→ EXERCISE DESCRIPTION: Reproduce the listing below line for line, keeping every word and character unchanged.

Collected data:
++++++++++
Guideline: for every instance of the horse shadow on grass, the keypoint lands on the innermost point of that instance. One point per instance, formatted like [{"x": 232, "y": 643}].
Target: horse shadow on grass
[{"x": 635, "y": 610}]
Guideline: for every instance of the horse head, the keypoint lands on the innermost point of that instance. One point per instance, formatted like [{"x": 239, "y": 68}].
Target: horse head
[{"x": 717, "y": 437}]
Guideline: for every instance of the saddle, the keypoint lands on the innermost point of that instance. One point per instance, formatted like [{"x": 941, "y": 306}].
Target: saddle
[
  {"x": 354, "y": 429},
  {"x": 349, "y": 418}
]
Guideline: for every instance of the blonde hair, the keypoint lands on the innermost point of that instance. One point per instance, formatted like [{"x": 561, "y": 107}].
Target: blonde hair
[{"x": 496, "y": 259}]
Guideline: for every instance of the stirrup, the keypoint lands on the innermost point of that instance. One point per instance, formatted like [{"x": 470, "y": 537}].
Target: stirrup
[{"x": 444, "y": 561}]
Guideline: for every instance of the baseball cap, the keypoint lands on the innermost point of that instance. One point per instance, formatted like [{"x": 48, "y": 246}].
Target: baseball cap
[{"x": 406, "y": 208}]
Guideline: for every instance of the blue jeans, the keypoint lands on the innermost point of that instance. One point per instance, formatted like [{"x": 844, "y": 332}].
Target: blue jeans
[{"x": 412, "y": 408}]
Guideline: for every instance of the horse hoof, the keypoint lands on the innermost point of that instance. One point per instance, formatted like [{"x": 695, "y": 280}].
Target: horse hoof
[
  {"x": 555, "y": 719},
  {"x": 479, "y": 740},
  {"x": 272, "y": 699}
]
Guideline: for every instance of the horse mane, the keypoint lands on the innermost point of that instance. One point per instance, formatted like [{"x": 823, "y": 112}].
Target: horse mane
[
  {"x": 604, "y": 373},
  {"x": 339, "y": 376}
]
++++++++++
→ FINISHED EXERCISE:
Guideline: for every instance of the horse shadow on grass, the keypoint lands on the innermost point of that instance. One point per instance, formatted like [{"x": 232, "y": 643}].
Target: horse shadow on grass
[{"x": 635, "y": 610}]
Guideline: for every instance of the horse head, the keypoint lands on the innermost point of that instance. One point per instance, formatted like [{"x": 239, "y": 68}].
Target: horse head
[{"x": 717, "y": 437}]
Guideline: for every instance of the saddle, the keypoint lands on the innermost point of that instance. One point per instance, formatted like [{"x": 941, "y": 306}].
Target: saddle
[
  {"x": 354, "y": 429},
  {"x": 349, "y": 418}
]
Guideline: for every instance of the blonde hair, the keypoint lands on the innermost point of that instance. One point per instance, formatted like [{"x": 561, "y": 107}].
Target: blonde hair
[{"x": 496, "y": 259}]
Guideline: for every instance of the stirrup, the keypoint lands on the innermost point of that instance. One point per instance, formatted like [{"x": 470, "y": 537}].
Target: stirrup
[{"x": 444, "y": 561}]
Guideline: for every instance of the baseball cap, the keypoint lands on the innermost point of that instance. One point per instance, formatted like [{"x": 48, "y": 246}].
Target: baseball cap
[{"x": 406, "y": 208}]
Guideline: for every instance of the blue jeans, the keypoint lands on the innermost point of that instance. One point per instance, formatted like [{"x": 844, "y": 332}].
Target: blue jeans
[{"x": 412, "y": 408}]
Guideline: for every instance of the horse hoof, the keypoint lands on the innermost point of that instance. One point per instance, formatted like [{"x": 695, "y": 280}].
Target: horse hoof
[
  {"x": 555, "y": 719},
  {"x": 479, "y": 740},
  {"x": 272, "y": 699}
]
Guideline: for every instance of the horse mane, the keypoint lands on the innermost point of that instance. One point per instance, formatted like [{"x": 823, "y": 112}].
Target: horse mane
[
  {"x": 604, "y": 373},
  {"x": 339, "y": 376}
]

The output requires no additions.